DATASET: Begin

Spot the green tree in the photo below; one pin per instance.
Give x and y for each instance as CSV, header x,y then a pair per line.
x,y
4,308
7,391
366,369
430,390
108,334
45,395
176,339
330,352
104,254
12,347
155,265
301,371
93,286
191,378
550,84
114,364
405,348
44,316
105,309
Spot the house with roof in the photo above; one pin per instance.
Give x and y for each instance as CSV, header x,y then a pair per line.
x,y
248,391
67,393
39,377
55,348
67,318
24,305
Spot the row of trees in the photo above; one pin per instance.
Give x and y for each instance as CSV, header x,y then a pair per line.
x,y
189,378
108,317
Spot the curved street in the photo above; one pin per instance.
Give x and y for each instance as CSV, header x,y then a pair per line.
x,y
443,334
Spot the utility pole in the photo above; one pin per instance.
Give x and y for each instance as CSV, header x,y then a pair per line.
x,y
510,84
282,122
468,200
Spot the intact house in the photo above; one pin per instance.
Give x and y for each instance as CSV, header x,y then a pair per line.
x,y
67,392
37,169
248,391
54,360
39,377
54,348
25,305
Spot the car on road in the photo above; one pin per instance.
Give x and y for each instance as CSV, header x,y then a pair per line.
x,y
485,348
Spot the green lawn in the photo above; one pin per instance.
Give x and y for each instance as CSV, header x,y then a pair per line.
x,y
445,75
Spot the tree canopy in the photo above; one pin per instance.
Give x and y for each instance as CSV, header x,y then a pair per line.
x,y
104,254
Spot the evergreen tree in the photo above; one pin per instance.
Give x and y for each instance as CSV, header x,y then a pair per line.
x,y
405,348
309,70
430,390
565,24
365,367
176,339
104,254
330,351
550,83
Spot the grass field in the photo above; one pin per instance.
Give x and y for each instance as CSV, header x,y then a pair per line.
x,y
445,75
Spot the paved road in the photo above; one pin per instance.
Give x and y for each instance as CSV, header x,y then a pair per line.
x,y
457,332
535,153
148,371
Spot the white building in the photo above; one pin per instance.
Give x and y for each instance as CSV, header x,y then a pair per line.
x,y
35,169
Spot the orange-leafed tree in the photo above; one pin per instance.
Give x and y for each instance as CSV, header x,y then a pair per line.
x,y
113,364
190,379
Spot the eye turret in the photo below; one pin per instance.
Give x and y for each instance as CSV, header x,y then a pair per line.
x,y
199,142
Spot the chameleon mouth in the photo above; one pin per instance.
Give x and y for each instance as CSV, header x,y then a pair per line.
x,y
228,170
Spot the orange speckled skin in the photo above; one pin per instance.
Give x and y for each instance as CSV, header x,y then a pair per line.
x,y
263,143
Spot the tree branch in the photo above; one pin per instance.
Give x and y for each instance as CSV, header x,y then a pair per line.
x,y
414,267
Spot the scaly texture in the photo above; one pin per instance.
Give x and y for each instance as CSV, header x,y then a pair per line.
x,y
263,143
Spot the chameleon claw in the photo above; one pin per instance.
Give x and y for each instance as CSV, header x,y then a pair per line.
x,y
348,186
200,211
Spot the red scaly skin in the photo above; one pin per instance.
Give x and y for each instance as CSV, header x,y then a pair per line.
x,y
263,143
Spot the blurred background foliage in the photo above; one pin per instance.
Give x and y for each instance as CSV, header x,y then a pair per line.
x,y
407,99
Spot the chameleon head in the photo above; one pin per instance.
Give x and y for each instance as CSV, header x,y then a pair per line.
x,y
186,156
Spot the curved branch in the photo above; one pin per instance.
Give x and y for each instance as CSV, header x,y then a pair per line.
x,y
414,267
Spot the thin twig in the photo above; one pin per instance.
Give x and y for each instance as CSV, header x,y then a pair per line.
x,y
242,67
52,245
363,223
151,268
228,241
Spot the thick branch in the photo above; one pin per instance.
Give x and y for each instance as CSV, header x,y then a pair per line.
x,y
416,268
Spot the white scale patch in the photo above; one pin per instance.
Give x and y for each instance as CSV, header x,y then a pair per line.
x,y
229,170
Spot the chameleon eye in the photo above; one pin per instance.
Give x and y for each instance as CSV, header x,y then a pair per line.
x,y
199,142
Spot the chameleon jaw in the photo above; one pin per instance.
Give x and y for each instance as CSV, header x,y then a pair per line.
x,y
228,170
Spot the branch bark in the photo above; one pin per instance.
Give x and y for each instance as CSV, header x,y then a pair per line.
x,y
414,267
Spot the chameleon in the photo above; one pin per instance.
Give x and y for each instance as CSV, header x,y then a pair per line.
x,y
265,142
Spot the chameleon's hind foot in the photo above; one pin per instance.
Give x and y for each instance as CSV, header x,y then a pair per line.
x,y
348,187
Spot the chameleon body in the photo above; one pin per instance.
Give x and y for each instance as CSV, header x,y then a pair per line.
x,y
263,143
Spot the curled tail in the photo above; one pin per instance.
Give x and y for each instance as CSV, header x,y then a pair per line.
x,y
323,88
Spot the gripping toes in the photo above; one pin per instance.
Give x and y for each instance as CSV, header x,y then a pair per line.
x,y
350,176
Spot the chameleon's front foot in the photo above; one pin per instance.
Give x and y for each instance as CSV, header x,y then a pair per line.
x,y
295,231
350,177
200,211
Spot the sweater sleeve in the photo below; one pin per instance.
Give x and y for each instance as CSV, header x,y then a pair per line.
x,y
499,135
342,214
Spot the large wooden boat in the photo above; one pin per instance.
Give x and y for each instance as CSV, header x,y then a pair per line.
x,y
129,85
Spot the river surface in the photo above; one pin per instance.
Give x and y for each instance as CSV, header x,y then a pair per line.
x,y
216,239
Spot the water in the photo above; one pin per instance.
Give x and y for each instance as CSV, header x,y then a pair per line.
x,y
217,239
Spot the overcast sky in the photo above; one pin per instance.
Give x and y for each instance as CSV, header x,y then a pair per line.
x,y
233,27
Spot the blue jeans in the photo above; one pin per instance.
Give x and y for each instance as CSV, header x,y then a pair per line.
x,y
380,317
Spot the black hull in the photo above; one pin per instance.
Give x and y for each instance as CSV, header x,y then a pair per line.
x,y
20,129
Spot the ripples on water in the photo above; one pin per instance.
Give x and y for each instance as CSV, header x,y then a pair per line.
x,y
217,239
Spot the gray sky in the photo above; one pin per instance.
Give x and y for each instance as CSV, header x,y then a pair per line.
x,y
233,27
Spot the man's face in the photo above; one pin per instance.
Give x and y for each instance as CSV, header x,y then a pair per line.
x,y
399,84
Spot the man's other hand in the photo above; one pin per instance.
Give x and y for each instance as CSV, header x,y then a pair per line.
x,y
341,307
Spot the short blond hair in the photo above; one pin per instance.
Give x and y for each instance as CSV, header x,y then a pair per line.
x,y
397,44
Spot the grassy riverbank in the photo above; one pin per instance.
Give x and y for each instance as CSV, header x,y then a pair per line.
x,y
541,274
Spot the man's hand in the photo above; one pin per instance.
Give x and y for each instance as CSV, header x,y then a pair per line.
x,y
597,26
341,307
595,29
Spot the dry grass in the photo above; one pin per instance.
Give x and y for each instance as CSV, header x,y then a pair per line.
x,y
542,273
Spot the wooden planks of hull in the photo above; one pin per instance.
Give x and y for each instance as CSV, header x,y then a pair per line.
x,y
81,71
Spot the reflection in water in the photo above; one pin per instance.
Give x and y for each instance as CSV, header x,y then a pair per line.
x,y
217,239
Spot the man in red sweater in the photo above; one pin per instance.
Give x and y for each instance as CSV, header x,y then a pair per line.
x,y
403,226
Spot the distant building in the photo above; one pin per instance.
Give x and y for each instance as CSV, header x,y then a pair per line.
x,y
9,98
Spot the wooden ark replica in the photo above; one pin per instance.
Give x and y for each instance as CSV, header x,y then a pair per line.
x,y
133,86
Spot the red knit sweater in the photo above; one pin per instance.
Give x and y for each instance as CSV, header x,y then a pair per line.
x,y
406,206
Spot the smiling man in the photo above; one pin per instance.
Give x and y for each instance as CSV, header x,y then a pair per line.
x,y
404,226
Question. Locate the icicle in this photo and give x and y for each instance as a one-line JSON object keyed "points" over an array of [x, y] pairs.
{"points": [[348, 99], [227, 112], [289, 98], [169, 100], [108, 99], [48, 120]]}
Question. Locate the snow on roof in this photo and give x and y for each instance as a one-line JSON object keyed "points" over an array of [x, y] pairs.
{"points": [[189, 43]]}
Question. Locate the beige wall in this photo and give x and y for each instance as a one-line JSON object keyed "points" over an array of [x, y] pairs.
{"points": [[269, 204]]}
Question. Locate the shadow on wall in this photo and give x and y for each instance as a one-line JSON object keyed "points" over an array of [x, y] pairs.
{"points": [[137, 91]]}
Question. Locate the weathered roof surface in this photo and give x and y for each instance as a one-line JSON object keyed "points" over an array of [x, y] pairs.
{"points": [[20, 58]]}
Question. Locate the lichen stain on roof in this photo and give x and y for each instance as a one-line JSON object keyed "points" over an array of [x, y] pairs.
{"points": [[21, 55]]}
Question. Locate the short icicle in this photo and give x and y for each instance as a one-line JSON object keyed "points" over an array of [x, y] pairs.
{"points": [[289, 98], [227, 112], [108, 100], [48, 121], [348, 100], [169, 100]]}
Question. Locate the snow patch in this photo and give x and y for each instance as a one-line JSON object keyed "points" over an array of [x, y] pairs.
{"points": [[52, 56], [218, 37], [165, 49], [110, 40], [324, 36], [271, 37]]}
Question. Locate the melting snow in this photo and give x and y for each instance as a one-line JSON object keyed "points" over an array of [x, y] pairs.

DATASET: End

__EXERCISE DETAILS__.
Your response should be each line that includes the word "house", copied from the records.

__RESPONSE TO THIS TASK__.
Spot the house with roof in the photo above; one pin per instance.
Spot the intact house in the photo above; one pin per instance.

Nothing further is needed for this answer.